## Work to do
Copy every line of the records below, and shift each x and y coordinate in the answers by adding 61 to it, with all other text left unchanged.

(Saved entries)
<<<<
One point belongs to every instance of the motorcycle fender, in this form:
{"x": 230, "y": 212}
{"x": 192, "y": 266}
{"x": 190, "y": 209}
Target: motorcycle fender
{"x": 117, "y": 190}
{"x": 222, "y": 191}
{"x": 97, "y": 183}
>>>>
## Response to this exercise
One point belongs to every instance of the motorcycle fender, in this form:
{"x": 230, "y": 212}
{"x": 192, "y": 266}
{"x": 190, "y": 209}
Target: motorcycle fender
{"x": 178, "y": 251}
{"x": 283, "y": 252}
{"x": 158, "y": 244}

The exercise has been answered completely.